--- Do this ---
Repeat the lines beginning at the one with "[locate] the life" and running to the end of the material, keeping the first and last of them, exactly as they appear.

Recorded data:

'''

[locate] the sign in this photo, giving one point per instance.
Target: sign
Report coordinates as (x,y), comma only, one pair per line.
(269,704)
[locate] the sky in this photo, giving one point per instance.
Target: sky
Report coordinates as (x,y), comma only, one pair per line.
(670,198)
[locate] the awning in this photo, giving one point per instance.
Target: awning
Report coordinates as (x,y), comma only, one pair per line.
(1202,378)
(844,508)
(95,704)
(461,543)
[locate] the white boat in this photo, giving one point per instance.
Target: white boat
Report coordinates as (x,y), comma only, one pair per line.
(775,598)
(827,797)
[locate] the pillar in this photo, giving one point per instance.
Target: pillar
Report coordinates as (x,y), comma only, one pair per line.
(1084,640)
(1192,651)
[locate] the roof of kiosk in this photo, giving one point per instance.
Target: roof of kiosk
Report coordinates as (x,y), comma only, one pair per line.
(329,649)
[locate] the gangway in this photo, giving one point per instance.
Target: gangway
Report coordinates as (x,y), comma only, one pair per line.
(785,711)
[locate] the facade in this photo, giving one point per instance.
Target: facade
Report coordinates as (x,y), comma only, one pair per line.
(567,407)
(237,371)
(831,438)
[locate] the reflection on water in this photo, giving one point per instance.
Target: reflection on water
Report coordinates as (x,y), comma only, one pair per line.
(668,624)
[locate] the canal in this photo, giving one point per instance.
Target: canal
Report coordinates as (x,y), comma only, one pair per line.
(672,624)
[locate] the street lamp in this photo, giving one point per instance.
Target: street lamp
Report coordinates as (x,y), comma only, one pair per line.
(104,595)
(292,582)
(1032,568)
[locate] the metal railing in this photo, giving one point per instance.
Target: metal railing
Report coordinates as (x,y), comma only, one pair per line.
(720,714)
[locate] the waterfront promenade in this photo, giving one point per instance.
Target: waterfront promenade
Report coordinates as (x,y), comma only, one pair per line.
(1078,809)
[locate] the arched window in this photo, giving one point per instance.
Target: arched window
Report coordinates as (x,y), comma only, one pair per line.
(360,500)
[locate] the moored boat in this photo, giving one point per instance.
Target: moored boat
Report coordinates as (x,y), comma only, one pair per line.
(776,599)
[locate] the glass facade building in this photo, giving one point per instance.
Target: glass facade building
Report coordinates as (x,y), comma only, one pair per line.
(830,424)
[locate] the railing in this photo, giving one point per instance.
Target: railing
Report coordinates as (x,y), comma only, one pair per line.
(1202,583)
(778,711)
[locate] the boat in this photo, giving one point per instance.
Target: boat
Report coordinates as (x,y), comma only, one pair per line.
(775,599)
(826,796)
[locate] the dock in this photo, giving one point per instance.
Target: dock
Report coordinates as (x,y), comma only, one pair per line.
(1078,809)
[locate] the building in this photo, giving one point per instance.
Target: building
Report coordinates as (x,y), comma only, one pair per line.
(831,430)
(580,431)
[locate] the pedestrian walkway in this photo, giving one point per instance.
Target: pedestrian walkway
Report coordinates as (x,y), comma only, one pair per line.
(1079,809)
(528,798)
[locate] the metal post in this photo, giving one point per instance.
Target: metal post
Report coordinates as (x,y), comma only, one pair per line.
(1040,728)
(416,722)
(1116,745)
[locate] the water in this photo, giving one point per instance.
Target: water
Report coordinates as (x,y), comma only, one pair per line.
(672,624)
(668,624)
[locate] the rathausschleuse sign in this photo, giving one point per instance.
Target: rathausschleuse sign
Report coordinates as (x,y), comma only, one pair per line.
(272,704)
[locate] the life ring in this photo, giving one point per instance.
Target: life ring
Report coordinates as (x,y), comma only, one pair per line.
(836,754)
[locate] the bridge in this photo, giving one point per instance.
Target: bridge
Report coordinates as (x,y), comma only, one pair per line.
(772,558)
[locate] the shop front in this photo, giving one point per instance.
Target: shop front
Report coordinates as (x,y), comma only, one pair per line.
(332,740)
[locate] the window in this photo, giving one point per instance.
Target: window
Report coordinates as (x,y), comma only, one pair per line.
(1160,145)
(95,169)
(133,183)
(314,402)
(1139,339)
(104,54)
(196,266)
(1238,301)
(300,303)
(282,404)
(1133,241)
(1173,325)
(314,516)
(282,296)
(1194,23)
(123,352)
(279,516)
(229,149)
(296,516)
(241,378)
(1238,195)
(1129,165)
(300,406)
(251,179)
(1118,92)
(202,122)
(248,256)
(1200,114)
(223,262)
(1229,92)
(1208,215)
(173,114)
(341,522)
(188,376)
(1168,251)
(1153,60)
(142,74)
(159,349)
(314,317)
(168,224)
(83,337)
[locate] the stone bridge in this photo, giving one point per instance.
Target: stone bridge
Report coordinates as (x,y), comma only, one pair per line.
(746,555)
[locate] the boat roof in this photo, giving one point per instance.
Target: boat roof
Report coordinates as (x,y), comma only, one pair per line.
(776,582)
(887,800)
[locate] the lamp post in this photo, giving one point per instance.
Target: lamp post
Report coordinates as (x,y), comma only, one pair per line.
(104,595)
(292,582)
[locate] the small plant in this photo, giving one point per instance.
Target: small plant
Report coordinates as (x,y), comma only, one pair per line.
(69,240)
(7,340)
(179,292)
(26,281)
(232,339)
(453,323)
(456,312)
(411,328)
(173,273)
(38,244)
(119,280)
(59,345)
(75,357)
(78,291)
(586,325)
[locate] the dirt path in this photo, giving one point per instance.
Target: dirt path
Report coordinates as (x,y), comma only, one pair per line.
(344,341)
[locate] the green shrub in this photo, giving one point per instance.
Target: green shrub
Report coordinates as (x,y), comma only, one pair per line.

'''

--- Final answer ---
[locate] the life ring in this photo, giving one point per instance.
Target: life ring
Report coordinates as (x,y), comma only, one pair per line.
(836,754)
[locate] the bridge in this photo, giving one point per instance.
Target: bridge
Report coordinates as (x,y), comma only, one pair per line.
(772,558)
[locate] the shop front in this photo, giving one point per instance.
Target: shop front
Report coordinates as (x,y), comma only, one pair per line.
(332,740)
[locate] the window in this photo, giving one point per instance.
Target: window
Report coordinates as (x,y), comma only, one pair per line.
(1160,145)
(95,169)
(133,183)
(314,402)
(1139,339)
(104,54)
(196,266)
(1238,301)
(300,303)
(282,404)
(1133,241)
(1173,325)
(314,516)
(282,296)
(1194,23)
(123,352)
(279,516)
(229,149)
(296,516)
(241,378)
(1238,195)
(1129,165)
(300,406)
(251,179)
(1118,92)
(202,122)
(248,256)
(1200,114)
(223,262)
(1229,92)
(1208,215)
(173,114)
(341,522)
(188,376)
(1168,251)
(1153,60)
(142,74)
(159,349)
(314,317)
(168,224)
(83,337)
[locate] the stone bridge in this photo, giving one point per instance.
Target: stone bridge
Report coordinates as (x,y), comma only, one pair per line.
(746,555)
[locate] the boat roof in this photo, giving one point per instance.
Target: boat roof
Report coordinates as (x,y), comma only, one pair per line.
(776,582)
(887,800)
[locate] the lamp post in this photo, giving one point per instance.
Target: lamp post
Report coordinates as (x,y), comma only, one pair per line.
(104,595)
(292,582)
[locate] the small plant in this photo, giving one point per instance.
Target: small plant
Report coordinates as (x,y), comma only, one pair per line.
(69,240)
(7,340)
(179,292)
(26,281)
(232,339)
(453,323)
(456,312)
(411,328)
(173,273)
(38,244)
(119,280)
(59,345)
(75,357)
(78,291)
(586,325)
[locate] the dirt path in this photo, giving one point per instance.
Target: dirt path
Report coordinates as (x,y), comma only, one pair per line.
(344,341)
[locate] the green shrub in this photo, giving one point per instance.
Target: green shrub
Report coordinates as (x,y), comma only, one pair per line.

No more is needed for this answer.